Exercise requirements
1 – Rewrite the discussion transcript between "29:28 AS: And" and "come from PBS.", inclusive, using "orchestra" in place of "symphony".
2 – In the discussion transcript, what does TW give as the core of the philanthropic foundation?

Text section
29:28 AS: And there’s legitimate times… We do a lot of symphony programming on TV that doesn’t get high ratings but you do it for a reason, there is a mission-based reason to give access to people who wouldn’t ordinarily be able to see this symphony. So it’s appropriate, but you have to make sure it doesn’t become a crutch that, “We did it for the mission.”

29:47 MH: Is there a mission-based reason for The Lawrence Welk Show?

29:50 AS: I don’t know.

[laughter]

29:54 AS: That does not technically come from PBS.

29:57 S?: I know the member stations inside, what they’re gonna air… No, I’m just kidding.

30:06 TW: I worked with a large philanthropic foundation, different kind of nonprofit, but they also had a time-component, where their mission was… They were trying to shift things that were literally gonna take decades to change. Part of their… Their core is, “Make Americans Healthier”. Okay, that’s pretty broad. Well, they could boil that down to say, “Well, let’s reduce smoking.” Well, how long does it take to move… Two challenges. One, how long does it take to actually move the needle to reduce smoking? There’s data that says that’s happened, but now how much of that can be… How do you tie that back to one foundation? Even if it’s a large foundation doing a lot of good stuff, damn near impossible.

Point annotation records
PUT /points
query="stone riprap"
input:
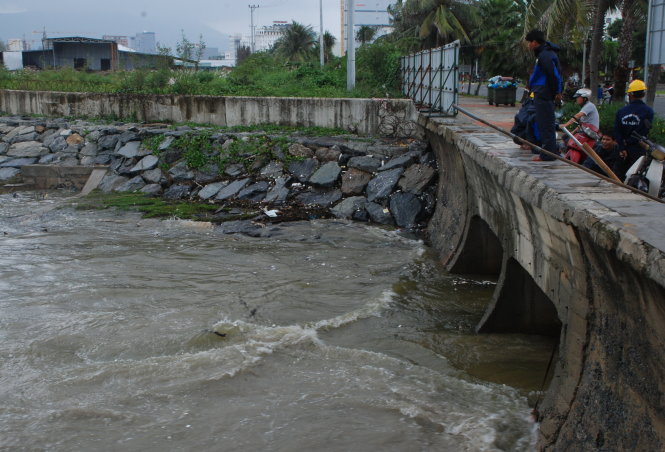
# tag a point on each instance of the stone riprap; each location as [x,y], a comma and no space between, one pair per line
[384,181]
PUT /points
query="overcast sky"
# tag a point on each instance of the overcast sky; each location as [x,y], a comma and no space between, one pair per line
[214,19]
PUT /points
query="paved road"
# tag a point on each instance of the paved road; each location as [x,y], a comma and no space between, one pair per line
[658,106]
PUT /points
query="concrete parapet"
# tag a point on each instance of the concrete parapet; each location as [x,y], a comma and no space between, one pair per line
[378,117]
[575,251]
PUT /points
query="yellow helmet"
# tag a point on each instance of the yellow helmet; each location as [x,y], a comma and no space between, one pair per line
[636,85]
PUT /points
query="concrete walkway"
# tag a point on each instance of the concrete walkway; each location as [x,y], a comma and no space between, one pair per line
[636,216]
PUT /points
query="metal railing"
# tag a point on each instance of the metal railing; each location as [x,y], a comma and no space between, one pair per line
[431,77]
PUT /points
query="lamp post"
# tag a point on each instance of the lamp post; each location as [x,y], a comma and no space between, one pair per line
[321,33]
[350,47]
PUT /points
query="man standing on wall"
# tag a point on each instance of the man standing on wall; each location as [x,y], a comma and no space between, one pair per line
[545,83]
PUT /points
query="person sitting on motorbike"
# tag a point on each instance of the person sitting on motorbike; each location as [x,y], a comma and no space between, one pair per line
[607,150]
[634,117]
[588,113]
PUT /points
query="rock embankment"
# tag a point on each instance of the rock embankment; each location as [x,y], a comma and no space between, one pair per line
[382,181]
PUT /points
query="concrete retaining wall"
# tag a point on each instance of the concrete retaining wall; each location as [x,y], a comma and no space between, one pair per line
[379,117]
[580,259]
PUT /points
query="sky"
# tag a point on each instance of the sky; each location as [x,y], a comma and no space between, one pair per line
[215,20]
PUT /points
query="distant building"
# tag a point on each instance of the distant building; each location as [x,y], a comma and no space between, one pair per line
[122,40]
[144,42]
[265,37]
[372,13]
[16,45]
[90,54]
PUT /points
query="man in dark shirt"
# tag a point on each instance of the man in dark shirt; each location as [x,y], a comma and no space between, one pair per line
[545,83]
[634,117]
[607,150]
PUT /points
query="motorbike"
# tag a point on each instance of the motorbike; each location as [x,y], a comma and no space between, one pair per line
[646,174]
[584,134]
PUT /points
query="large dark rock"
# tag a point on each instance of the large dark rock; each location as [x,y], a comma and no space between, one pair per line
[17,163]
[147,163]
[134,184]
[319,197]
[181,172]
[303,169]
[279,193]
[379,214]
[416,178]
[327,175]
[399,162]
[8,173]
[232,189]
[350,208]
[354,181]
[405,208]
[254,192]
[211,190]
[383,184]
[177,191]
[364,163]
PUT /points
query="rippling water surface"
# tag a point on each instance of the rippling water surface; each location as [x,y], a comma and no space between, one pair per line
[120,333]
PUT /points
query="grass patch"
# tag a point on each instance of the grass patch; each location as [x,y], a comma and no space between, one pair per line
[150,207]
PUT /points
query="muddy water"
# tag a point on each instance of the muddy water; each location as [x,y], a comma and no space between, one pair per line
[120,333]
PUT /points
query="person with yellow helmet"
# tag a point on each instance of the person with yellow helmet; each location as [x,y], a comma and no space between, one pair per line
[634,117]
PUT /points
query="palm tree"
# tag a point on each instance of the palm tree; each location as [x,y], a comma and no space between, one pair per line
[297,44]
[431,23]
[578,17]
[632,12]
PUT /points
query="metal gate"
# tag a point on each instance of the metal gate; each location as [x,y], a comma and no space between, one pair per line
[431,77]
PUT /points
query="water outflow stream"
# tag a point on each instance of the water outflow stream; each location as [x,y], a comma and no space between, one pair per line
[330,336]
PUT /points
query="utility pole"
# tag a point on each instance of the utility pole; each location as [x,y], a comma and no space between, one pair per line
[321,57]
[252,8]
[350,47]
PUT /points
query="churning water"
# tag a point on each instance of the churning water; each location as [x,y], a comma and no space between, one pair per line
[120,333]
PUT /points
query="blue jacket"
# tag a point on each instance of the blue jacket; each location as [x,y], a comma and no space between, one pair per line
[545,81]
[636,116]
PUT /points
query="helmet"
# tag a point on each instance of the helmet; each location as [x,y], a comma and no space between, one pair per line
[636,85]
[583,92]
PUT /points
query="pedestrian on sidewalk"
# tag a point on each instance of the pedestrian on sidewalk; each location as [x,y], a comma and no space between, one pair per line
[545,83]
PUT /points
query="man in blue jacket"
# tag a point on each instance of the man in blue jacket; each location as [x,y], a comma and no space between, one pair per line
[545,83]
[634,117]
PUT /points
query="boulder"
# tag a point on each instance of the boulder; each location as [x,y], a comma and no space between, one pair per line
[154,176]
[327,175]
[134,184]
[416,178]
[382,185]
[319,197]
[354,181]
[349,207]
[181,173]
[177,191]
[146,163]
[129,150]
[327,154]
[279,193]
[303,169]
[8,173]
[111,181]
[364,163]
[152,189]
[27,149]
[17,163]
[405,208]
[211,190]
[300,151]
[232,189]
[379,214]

...

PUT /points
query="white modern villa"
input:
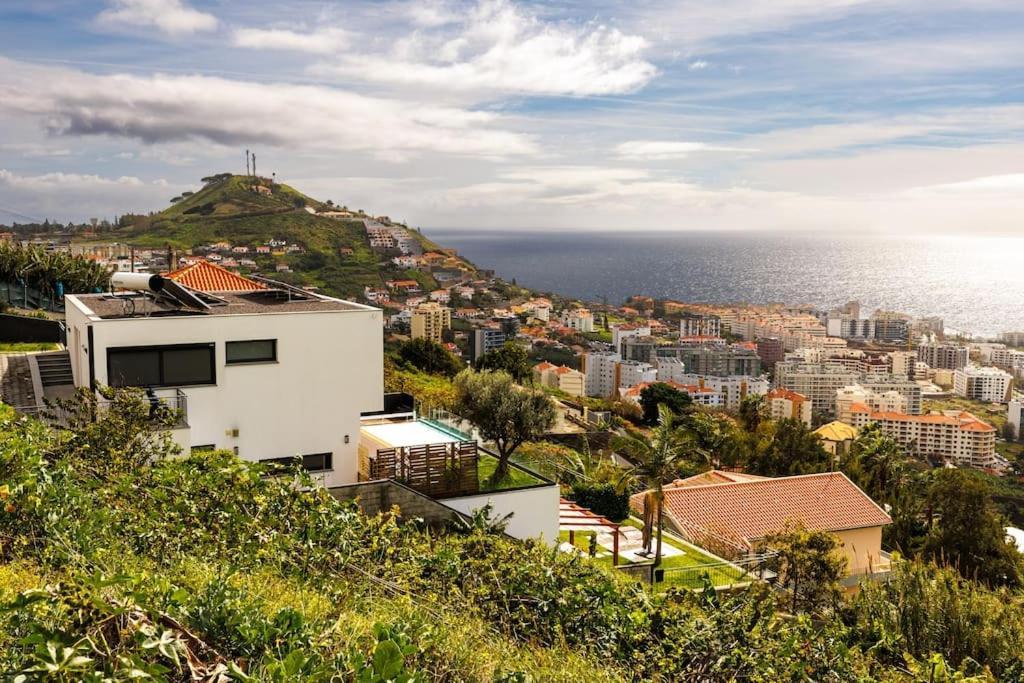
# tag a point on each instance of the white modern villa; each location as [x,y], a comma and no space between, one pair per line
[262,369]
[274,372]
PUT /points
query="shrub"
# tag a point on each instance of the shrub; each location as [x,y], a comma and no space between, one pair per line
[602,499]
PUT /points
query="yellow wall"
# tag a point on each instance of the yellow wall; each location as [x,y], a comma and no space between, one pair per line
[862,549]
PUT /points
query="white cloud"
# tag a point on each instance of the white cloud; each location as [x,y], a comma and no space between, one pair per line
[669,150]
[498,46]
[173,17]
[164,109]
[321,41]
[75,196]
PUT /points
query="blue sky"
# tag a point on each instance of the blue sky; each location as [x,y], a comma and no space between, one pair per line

...

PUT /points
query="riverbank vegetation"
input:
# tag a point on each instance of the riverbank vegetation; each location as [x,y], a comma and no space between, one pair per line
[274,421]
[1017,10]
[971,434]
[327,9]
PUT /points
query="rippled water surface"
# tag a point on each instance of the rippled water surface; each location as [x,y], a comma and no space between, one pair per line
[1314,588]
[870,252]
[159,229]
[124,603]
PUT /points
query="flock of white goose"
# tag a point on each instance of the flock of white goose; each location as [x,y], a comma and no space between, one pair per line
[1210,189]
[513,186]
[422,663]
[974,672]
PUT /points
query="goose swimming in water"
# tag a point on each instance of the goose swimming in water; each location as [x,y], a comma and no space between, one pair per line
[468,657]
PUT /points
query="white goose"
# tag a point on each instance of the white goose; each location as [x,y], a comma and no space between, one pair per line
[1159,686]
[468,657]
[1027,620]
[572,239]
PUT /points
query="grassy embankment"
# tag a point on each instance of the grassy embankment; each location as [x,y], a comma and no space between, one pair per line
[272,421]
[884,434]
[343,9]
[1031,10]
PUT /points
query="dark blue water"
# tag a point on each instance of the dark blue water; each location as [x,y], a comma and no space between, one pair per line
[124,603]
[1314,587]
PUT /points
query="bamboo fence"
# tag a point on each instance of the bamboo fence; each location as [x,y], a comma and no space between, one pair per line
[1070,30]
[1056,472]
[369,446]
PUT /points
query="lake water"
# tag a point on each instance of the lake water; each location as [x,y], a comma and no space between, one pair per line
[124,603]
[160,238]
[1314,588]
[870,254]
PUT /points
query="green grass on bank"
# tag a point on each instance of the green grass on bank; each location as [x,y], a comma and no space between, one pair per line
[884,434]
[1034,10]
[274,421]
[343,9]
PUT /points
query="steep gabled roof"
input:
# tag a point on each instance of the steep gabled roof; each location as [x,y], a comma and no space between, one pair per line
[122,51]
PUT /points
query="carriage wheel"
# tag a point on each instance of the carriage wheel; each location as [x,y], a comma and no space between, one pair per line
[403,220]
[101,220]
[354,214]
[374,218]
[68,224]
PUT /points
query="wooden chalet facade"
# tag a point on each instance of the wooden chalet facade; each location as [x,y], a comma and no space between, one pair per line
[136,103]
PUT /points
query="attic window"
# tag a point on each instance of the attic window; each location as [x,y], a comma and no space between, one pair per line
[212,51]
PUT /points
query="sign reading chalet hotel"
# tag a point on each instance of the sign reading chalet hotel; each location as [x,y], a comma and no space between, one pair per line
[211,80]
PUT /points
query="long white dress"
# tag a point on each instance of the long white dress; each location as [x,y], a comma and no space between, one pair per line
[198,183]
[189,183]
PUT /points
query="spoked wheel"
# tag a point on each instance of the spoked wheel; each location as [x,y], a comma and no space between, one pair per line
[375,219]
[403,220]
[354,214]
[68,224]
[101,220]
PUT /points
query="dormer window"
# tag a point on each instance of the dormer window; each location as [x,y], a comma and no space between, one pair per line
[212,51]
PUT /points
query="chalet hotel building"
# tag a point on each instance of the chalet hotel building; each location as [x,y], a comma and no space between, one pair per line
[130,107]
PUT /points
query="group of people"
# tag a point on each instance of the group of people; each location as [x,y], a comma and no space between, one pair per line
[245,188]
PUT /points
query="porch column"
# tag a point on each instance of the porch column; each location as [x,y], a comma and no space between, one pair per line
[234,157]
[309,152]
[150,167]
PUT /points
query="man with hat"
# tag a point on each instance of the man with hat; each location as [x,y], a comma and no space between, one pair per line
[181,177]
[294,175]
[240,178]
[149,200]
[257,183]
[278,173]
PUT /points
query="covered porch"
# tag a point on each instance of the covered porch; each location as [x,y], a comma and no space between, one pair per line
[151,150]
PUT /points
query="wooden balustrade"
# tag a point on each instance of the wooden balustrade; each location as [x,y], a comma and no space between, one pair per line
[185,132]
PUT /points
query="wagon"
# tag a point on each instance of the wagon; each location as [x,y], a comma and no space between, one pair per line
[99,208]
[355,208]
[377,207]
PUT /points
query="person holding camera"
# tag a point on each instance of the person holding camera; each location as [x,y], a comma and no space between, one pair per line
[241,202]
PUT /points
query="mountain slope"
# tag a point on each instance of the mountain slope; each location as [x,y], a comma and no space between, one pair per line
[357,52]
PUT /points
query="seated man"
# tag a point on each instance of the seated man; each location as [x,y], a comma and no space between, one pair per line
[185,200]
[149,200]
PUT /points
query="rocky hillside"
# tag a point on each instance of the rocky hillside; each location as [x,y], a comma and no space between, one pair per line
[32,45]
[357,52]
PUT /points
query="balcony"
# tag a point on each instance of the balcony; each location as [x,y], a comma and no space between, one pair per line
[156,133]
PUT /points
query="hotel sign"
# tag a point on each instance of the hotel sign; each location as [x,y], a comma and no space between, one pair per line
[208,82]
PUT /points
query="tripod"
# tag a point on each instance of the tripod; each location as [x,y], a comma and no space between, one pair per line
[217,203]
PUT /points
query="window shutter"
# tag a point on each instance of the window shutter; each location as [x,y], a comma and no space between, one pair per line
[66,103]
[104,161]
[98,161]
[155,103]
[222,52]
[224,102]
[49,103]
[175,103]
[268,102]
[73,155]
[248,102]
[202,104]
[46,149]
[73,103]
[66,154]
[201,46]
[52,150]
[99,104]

Results of the exercise
1 –
29:28 AS: And there’s legitimate times… We do a lot of orchestra programming on TV that doesn’t get high ratings but you do it for a reason, there is a mission-based reason to give access to people who wouldn’t ordinarily be able to see this orchestra. So it’s appropriate, but you have to make sure it doesn’t become a crutch that, “We did it for the mission.”

29:47 MH: Is there a mission-based reason for The Lawrence Welk Show?

29:50 AS: I don’t know.

[laughter]

29:54 AS: That does not technically come from PBS.

2 – "Make Americans Healthier"